⟨

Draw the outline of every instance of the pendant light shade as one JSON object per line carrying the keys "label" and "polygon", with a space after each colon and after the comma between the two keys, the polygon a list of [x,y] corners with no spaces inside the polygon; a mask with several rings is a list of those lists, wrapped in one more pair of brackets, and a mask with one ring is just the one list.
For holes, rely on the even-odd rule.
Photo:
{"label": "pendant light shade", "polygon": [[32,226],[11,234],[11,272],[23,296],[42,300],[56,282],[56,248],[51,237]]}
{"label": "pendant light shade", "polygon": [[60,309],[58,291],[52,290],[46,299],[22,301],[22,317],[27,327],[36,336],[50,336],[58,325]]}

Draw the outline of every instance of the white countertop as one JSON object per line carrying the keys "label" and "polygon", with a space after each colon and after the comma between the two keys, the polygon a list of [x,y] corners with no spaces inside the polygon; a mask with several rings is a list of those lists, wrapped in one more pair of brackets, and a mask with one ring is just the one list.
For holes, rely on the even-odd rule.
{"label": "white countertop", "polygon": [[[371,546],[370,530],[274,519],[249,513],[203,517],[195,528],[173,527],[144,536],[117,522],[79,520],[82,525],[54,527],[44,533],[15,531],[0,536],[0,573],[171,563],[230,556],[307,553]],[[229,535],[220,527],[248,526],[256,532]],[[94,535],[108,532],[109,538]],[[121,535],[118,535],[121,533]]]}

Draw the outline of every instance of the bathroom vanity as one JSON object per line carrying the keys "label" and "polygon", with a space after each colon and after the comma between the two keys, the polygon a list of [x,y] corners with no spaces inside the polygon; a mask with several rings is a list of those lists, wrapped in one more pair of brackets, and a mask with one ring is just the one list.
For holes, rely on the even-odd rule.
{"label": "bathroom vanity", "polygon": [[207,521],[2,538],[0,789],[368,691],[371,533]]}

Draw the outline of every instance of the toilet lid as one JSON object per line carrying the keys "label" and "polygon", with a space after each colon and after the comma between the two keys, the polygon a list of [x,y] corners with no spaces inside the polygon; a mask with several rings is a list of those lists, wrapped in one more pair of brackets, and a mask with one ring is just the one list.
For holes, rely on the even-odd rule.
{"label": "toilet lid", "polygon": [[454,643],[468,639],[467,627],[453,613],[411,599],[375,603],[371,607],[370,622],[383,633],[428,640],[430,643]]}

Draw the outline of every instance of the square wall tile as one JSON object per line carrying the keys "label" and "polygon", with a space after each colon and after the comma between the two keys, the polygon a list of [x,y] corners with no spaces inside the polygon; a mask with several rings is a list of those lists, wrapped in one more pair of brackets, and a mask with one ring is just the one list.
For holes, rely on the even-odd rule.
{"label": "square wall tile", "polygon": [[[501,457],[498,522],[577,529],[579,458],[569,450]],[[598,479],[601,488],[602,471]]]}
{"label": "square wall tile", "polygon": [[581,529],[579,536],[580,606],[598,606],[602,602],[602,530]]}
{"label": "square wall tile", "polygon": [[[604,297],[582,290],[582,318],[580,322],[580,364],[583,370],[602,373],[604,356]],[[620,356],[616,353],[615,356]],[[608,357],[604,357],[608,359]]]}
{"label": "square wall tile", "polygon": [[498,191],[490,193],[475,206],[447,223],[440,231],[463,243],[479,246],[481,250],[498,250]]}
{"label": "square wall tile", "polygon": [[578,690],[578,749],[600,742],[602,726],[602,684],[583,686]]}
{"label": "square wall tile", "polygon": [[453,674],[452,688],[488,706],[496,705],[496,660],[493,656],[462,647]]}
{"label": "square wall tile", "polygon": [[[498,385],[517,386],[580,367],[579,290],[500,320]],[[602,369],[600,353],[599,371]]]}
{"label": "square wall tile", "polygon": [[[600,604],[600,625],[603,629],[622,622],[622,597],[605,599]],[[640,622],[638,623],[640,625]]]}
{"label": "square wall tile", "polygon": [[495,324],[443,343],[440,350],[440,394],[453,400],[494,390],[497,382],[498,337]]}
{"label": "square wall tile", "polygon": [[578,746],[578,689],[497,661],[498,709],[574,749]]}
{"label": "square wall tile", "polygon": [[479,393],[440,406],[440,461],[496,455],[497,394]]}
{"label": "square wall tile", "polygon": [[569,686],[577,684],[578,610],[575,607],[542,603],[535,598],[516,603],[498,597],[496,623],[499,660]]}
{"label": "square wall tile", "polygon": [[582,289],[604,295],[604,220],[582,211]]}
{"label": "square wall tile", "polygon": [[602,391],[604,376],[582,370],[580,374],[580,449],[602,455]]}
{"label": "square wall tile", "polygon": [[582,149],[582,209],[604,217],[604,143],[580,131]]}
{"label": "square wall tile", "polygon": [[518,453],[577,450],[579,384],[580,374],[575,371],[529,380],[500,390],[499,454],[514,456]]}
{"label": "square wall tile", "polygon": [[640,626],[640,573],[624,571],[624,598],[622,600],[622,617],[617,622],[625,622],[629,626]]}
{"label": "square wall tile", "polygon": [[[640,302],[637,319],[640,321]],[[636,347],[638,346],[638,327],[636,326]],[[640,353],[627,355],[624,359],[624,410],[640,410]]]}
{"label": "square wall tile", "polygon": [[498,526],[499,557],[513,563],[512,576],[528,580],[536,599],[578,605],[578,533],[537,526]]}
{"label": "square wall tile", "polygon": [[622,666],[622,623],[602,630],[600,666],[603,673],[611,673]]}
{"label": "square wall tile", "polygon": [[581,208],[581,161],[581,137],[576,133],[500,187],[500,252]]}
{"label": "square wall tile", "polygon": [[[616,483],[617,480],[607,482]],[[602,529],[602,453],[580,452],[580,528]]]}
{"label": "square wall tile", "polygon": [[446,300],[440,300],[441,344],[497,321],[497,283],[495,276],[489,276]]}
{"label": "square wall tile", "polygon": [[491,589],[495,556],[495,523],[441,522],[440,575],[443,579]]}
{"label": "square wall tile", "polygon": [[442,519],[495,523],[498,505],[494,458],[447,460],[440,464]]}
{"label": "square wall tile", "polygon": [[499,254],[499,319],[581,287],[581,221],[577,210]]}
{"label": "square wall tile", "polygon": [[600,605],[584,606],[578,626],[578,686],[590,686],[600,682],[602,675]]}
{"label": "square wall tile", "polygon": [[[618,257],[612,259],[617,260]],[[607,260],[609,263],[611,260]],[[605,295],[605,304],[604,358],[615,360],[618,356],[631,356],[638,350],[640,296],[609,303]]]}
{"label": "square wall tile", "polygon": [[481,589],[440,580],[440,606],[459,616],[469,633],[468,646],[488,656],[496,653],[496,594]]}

⟩

→ What the task requires
Transcribe all the entries exactly, as they stand.

→ Finished task
Draw the outline of every instance of the pendant light shade as one JSON object per line carrying the keys "label" and "polygon", with a space after each colon and after the comma between the two keys, the polygon a list of [x,y] corners with no spaces inside the polygon; a mask with several rings is a list of those lists, wrapped in one more pair of brackets, and a mask with one ring is just the one list.
For holes, rely on the even-odd rule.
Photo:
{"label": "pendant light shade", "polygon": [[32,226],[11,234],[11,272],[23,296],[42,300],[56,282],[56,248],[51,237]]}
{"label": "pendant light shade", "polygon": [[60,309],[58,291],[52,290],[46,299],[22,301],[22,317],[27,327],[36,336],[50,336],[58,325]]}

Draw the outline of every instance of the white countertop as one JSON object per line carrying the keys "label" and "polygon", with a space after each colon and after the comma between the two keys, the polygon a list of [x,y] corners with no spaces inside the polygon; a mask with several rings is a list of those lists, wrapped in one more pair of brackets, and a mask with one ring is just the one list.
For holes, rely on the even-odd rule.
{"label": "white countertop", "polygon": [[[371,546],[370,530],[274,519],[249,513],[203,517],[195,528],[173,527],[144,536],[117,522],[79,520],[82,525],[54,527],[44,533],[15,531],[0,536],[0,573],[171,563],[230,556],[307,553]],[[229,535],[220,527],[248,526],[256,532]],[[94,535],[108,532],[109,538]],[[121,535],[118,535],[121,533]]]}

Draw the outline of every instance of the bathroom vanity as one JSON object per line carrying the keys "label" and "polygon", with a space after each colon and after the comma between the two keys, the polygon a list of [x,y] corners with no spaces inside the polygon; a mask with several rings is a list of those lists, wrapped in one more pair of brackets, and a mask with one ring is just the one list.
For holes, rely on the even-odd rule.
{"label": "bathroom vanity", "polygon": [[207,521],[2,538],[0,789],[368,691],[371,533]]}

Draw the outline of every instance of the toilet lid as one JSON object per line carrying the keys "label" and "polygon", with a space after each colon and after the comma between the two keys, the polygon a list of [x,y] corners with no spaces inside the polygon; a mask with several rings is a list of those lists, wrapped in one more pair of brackets, and a mask with one ring is just the one list.
For holes, rely on the even-odd rule.
{"label": "toilet lid", "polygon": [[454,643],[468,639],[467,627],[453,613],[411,599],[375,603],[371,607],[370,622],[383,633],[428,640],[430,643]]}

Draw the outline of every instance of the square wall tile as one JSON object per line carrying the keys "label" and "polygon", with a space after each colon and after the comma between the two keys, the polygon a list of [x,y] corners with no spaces inside the polygon; a mask with several rings is a list of those lists, wrapped in one more pair of brackets, and a mask with one ring is just the one list.
For holes, rely on the even-odd rule.
{"label": "square wall tile", "polygon": [[[501,457],[498,522],[577,529],[579,458],[569,450]],[[598,479],[601,488],[602,471]]]}
{"label": "square wall tile", "polygon": [[581,529],[579,536],[580,606],[598,606],[602,602],[602,530]]}
{"label": "square wall tile", "polygon": [[[604,297],[582,290],[582,318],[580,322],[580,364],[583,370],[602,373],[604,356]],[[620,356],[616,353],[615,356]],[[608,357],[604,357],[608,359]]]}
{"label": "square wall tile", "polygon": [[498,191],[490,193],[475,206],[447,223],[440,231],[463,243],[479,246],[481,250],[498,250]]}
{"label": "square wall tile", "polygon": [[578,690],[578,749],[600,742],[602,726],[602,684],[583,686]]}
{"label": "square wall tile", "polygon": [[453,674],[452,688],[488,706],[496,705],[496,660],[493,656],[462,647]]}
{"label": "square wall tile", "polygon": [[[498,385],[517,386],[580,367],[579,290],[500,320]],[[602,369],[600,353],[599,371]]]}
{"label": "square wall tile", "polygon": [[[600,604],[600,625],[603,629],[622,622],[622,597],[605,599]],[[640,622],[638,623],[640,625]]]}
{"label": "square wall tile", "polygon": [[495,324],[443,343],[440,350],[440,394],[453,400],[494,390],[497,382],[498,337]]}
{"label": "square wall tile", "polygon": [[578,746],[578,689],[497,661],[498,709],[574,749]]}
{"label": "square wall tile", "polygon": [[479,393],[440,406],[440,461],[496,455],[497,394]]}
{"label": "square wall tile", "polygon": [[569,686],[577,684],[578,610],[575,607],[542,603],[535,598],[516,603],[498,597],[496,623],[499,660]]}
{"label": "square wall tile", "polygon": [[582,289],[604,295],[604,220],[582,211]]}
{"label": "square wall tile", "polygon": [[602,391],[604,376],[582,370],[580,374],[580,449],[602,455]]}
{"label": "square wall tile", "polygon": [[582,149],[582,209],[604,217],[604,143],[580,131]]}
{"label": "square wall tile", "polygon": [[518,453],[577,450],[579,384],[580,374],[575,371],[529,380],[500,390],[499,454],[514,456]]}
{"label": "square wall tile", "polygon": [[640,626],[640,573],[624,571],[624,598],[622,600],[622,617],[617,622],[625,622],[629,626]]}
{"label": "square wall tile", "polygon": [[[640,302],[637,319],[640,321]],[[636,347],[638,346],[638,327],[636,326]],[[640,353],[627,355],[624,359],[624,410],[640,410]]]}
{"label": "square wall tile", "polygon": [[498,526],[499,557],[513,563],[512,576],[528,580],[536,599],[578,605],[578,533],[537,526]]}
{"label": "square wall tile", "polygon": [[622,666],[622,623],[602,630],[600,666],[603,673],[611,673]]}
{"label": "square wall tile", "polygon": [[581,208],[581,161],[581,137],[576,133],[500,187],[500,252]]}
{"label": "square wall tile", "polygon": [[[616,483],[617,480],[607,482]],[[602,529],[602,453],[580,452],[580,528]]]}
{"label": "square wall tile", "polygon": [[446,300],[440,300],[441,344],[497,321],[497,283],[495,276],[489,276]]}
{"label": "square wall tile", "polygon": [[491,589],[495,556],[495,523],[441,522],[440,575],[443,579]]}
{"label": "square wall tile", "polygon": [[442,519],[495,523],[498,505],[494,458],[447,460],[440,464]]}
{"label": "square wall tile", "polygon": [[499,254],[499,319],[581,287],[581,221],[577,210]]}
{"label": "square wall tile", "polygon": [[600,605],[584,606],[578,626],[578,686],[590,686],[600,682],[602,675]]}
{"label": "square wall tile", "polygon": [[[618,257],[612,259],[617,260]],[[607,260],[609,263],[611,260]],[[605,295],[605,304],[604,358],[615,360],[618,356],[631,356],[638,350],[640,296],[609,303]]]}
{"label": "square wall tile", "polygon": [[481,589],[440,580],[440,606],[459,616],[469,633],[468,646],[488,656],[496,653],[496,594]]}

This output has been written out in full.